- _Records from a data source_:
------
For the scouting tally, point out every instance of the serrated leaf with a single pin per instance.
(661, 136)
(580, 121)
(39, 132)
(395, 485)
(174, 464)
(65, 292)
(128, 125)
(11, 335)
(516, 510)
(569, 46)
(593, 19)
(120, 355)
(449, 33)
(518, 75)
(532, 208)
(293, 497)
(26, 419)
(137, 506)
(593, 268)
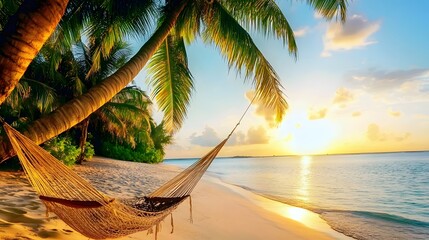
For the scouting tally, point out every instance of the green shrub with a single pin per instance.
(63, 149)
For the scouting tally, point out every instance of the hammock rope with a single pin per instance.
(90, 212)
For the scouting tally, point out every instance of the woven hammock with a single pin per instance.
(90, 212)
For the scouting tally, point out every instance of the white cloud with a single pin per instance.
(354, 33)
(301, 32)
(412, 80)
(375, 134)
(343, 96)
(394, 113)
(207, 138)
(356, 114)
(268, 113)
(257, 135)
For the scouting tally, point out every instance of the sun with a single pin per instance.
(311, 137)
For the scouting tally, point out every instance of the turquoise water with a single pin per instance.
(365, 196)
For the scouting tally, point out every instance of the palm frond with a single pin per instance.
(263, 16)
(188, 24)
(241, 52)
(172, 81)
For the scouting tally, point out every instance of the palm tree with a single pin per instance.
(126, 110)
(23, 36)
(216, 15)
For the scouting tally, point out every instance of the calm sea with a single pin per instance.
(365, 196)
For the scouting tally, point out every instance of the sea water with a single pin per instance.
(365, 196)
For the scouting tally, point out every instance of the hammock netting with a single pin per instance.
(90, 212)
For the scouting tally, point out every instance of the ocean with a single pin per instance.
(365, 196)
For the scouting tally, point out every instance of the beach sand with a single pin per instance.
(220, 211)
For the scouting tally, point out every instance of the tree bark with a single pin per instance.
(81, 107)
(23, 36)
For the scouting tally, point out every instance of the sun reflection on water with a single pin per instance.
(304, 177)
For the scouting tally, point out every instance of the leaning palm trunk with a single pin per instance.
(22, 38)
(82, 140)
(81, 107)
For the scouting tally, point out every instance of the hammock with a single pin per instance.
(90, 212)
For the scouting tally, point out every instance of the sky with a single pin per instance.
(357, 87)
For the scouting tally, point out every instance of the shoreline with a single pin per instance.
(220, 210)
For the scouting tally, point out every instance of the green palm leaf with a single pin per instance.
(172, 81)
(263, 16)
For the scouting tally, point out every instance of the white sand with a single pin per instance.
(220, 211)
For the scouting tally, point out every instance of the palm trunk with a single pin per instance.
(23, 36)
(82, 141)
(81, 107)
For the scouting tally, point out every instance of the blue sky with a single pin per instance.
(358, 87)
------
- _Written instruction_:
Can you write out all the items above again with "scouting tally" renamed to "field survey count" throughout, keeping everything else the same and leaving out the pictures?

- _Task response_:
For the field survey count, point out every instance of the serrated leaf with a single pin per instance.
(661, 136)
(580, 121)
(39, 132)
(395, 485)
(174, 464)
(65, 292)
(128, 125)
(11, 335)
(516, 510)
(569, 46)
(593, 19)
(120, 355)
(449, 33)
(518, 75)
(532, 208)
(293, 497)
(26, 419)
(137, 506)
(593, 268)
For the field survey count, point out every instance of the green shrub with a single pin per instance.
(63, 149)
For the field survey count, point out every instance of the hammock rope with a single pin per instance.
(90, 212)
For the field survey count, point out every instance of the woven hammock with a single pin per instance.
(90, 212)
For the field survey count, point out every instance of the white cloud with a single pin per instance.
(354, 33)
(301, 32)
(412, 80)
(375, 134)
(343, 96)
(394, 113)
(207, 138)
(356, 114)
(268, 113)
(257, 135)
For the field survey count, point out every instance of the sun with a single pin per instance.
(311, 137)
For the field survey count, point out every instance of the turquoise water with a single pin per instance.
(365, 196)
For the field survey count, point out every instance of the palm frond with a single pin per instance.
(263, 16)
(188, 24)
(241, 52)
(172, 81)
For the field survey count, point out every instance of the palm tree with a single pin per instance.
(126, 110)
(23, 36)
(216, 15)
For the field survey count, point out every instance of the calm sea with a single pin per instance.
(365, 196)
For the field survey count, point out every instance of the sea water with a single pin per instance.
(365, 196)
For the field survey count, point out every instance of the hammock netting with a single pin per instance.
(90, 212)
For the field survey count, point out every instance of the ocean with a single pin per instance.
(365, 196)
For the field survey count, point out every instance of the beach sand with a single pin per instance.
(220, 211)
For the field survey count, point out every instance of the tree bark with a single pin per instance.
(81, 107)
(23, 36)
For the field survey count, point out every instance of the sun reflection on water with a single pin per instance.
(304, 177)
For the field survey count, point out every instance of the leaning palm trunk with a single pin per instance.
(22, 38)
(82, 140)
(81, 107)
For the field survey count, point out every instance of the hammock with a single pin per instance.
(90, 212)
For the field survey count, point out every instance of the sky with a single pin per instance.
(357, 87)
For the field survey count, point out every instance of the shoreline with a single pin per instance.
(220, 210)
For the field survey count, point out every instance of the green palm leaf with a single pin per instance.
(172, 81)
(263, 16)
For the field survey count, point out every instance of the white sand with a single pin per instance.
(220, 211)
For the field survey count, point out every instance of the palm trunk with a single pin per instance.
(23, 36)
(82, 141)
(81, 107)
For the field survey count, point out every instance of the blue sky with a single pin per instance.
(358, 87)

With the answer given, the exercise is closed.